_BRANO ESTRATTO_
= = = = =
Come sopravvivere, da sola, senza un compagno o dei figli, alla morte suicida di tutti i suoi grandi amori? Non ci riuscì e, a vent'anni dal primo tentativo, si tolse la vita anche lei.
Yolanda Gigliotti fu la prima donna a ricevere un disco di platino, con oltre 10 milioni di copie vendute, nel 1964. Fu miss, attrice e cantante molto amata dal pubblico francese e mondiale, che la conosceva come Dalida.
Nacque in Egitto da genitori calabresi e forte della sua bellezza, non sminuita da un leggero strabismo causato da una malattia agli occhi, poco più che ventenne lo lasciò per trasferirsi a Parigi, dove iniziò una folgorante carriera, costellata di successi.
La sua arte e passione furono ammirate e accolte dal pubblico con calore e attaccamento, ma questo non la salvò dalla solitudine. Tutti i suoi amori l'abbandonarono, suicida Lucien, suo marito, e suicida, in una calda notte d'estate del 1983, a Saint Tropez, il conte di Saint Germain, Richard Chanfray. Ma il più crudele fu Luigi, nel biglietto che lasciò sul tavolo della stanza dell'Hotel Savoy non fece cenno a lei, non la salutò, nonostante avessero da poco brindato al loro futuro matrimonio. Luigi Tenco si tolse la vita con un colpo di pistola alla tempia nel 1967, appena dopo l'esclusione dalla finale di Sanremo, al quale si erano presentati insieme con la canzone Ciao amore ciao.
Fu Dalida che, entrando nella stanza d'albergo, lo trovò riverso a terra. La cantante, chiese di bloccare il Festival, ma fu invitata a lasciare la città dei fiori dagli organizzatori. Il filmato della loro partecipazione al Festival scomparì dagli archivi RAI.
= = = = =
_COMPITO 1_
Le seguenti affermazioni concordano con il brano su Dalida? Per ciascuna rispondi sì o no, citando tra virgolette le parole del brano che lo decidono. (a) Dalida nacque in Calabria. (b) Luigi Tenco e Dalida si presentarono insieme a Sanremo con la canzone Ciao amore ciao. (c) Nel biglietto lasciato all'Hotel Savoy, Luigi salutò Dalida.
_COMPITO 2_
Come prosegue il brano su Dalida? Scrivine il seguito a partire dal punto in cui si interrompe.
Le voci che seguono non hanno alcun legame con il brano su Dalida.
= = = = =
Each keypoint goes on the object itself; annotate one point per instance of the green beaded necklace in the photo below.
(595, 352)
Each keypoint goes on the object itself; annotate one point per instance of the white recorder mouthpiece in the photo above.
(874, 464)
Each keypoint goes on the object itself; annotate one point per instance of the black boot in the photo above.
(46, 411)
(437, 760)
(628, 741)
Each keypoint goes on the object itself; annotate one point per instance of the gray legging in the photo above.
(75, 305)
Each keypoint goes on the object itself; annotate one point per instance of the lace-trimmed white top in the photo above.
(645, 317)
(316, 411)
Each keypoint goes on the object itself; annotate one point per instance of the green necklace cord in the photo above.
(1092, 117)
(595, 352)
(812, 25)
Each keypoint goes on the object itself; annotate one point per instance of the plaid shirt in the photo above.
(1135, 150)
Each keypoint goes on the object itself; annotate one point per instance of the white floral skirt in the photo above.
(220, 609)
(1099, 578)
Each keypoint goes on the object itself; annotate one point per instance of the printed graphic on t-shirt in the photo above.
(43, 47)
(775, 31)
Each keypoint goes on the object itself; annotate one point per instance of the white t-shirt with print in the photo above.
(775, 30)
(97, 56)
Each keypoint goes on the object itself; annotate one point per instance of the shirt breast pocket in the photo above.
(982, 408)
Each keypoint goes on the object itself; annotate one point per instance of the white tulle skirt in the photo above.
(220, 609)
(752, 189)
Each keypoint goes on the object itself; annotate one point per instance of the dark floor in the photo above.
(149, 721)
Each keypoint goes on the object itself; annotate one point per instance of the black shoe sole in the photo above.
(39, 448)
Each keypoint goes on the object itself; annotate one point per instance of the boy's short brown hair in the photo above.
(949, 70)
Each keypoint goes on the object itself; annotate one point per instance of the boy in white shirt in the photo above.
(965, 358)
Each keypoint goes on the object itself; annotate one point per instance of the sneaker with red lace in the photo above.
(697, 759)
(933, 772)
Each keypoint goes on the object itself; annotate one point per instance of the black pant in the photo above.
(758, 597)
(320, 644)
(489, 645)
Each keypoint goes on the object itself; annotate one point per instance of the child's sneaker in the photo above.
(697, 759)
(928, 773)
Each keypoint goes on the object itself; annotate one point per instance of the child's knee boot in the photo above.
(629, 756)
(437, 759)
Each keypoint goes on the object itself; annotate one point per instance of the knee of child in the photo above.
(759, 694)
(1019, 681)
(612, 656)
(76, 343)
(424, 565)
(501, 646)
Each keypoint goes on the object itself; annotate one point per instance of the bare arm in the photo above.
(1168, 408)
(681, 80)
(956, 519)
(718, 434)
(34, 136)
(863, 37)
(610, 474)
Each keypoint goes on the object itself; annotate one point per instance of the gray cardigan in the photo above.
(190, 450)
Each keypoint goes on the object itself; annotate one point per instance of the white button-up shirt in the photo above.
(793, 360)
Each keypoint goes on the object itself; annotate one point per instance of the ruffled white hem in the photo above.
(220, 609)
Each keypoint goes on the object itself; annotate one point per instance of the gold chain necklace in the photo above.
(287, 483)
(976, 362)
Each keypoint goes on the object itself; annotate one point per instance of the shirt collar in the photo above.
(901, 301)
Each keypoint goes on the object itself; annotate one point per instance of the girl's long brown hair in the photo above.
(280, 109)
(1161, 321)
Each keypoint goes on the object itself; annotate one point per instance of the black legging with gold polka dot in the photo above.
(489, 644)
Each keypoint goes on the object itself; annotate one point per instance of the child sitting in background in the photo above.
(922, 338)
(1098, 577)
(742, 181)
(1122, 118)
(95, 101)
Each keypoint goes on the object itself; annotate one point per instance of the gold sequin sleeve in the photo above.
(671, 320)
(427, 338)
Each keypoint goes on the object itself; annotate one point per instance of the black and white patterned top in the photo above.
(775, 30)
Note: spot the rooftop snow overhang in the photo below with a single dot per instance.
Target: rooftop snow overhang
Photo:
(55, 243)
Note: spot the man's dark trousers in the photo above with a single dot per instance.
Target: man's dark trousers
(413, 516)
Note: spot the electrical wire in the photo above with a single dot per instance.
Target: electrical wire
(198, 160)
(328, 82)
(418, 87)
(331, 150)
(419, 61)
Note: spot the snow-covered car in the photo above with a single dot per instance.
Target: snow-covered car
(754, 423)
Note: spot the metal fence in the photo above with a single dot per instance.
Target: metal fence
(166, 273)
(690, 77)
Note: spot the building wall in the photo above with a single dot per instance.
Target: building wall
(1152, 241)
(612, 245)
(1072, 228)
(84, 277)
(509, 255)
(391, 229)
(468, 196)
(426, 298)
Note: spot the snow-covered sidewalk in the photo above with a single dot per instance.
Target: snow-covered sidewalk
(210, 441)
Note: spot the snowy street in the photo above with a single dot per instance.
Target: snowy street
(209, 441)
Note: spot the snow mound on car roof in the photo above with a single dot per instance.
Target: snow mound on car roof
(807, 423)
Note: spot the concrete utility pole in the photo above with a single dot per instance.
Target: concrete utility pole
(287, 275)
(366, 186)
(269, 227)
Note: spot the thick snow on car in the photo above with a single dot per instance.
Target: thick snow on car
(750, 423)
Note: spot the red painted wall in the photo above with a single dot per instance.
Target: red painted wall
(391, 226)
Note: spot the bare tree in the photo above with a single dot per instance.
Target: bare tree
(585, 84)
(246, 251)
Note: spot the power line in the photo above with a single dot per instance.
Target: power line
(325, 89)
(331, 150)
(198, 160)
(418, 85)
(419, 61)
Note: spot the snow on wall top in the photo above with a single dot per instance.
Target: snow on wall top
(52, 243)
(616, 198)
= = = = =
_RISPOSTA FINALE 1_
(a) No: «Nacque in Egitto da genitori calabresi».
(b) Sì: «al quale si erano presentati insieme con la canzone Ciao amore ciao».
(c) No: «non fece cenno a lei, non la salutò».

_RISPOSTA FINALE 2_
Scioccata dal suicidio di Luigi tentò anche lei di imitarlo, ingerendo un cocktail improbabile di farmaci, nella camera 410 dell'hotel Principe di Galles. L'aveva prenotata col suo vero nome e ci si era fatta accompagnare dopo aver depistato il suo staff, fingendo di recarsi all'areoporto. Una cameriera però si accorse di qualcosa di strano e diede l'allarme. Dalida si salvò.
Non fu così venti anni dopo, il 2 maggio del 1987. Questa volta, Dalida organizzò tutto minuziosamente e scelse come teatro della sua morte la sua amata villa a Montmartre, una palazzina liberty in cima alla collina, di cui si era innamorata fin dalla prima volta che l'aveva vista. In quella primavera dell' '87 quella casa le appariva troppo piena di luce, dall'alba al tramonto. Davanti a se vedeva solo solitudine e gli anni vissuti senza marito nè figli le pesavano. Da quattro mesi non faceva più concerti. Sapeva che la gente l'amava ma si chiedeva "cos'è la vita senza amore?", "perchè curarsi se nessuno ti aspetta?", "perchè profumarsi e mettersi addosso le camicie da notte e le vestaglie più preziose se il tuo letto è vuoto?".
Morì così, nella calma e nell'eleganza, con un tubetto di barbiturici in una mano e una bottiglia di whisky nell'altra, a 54 anni.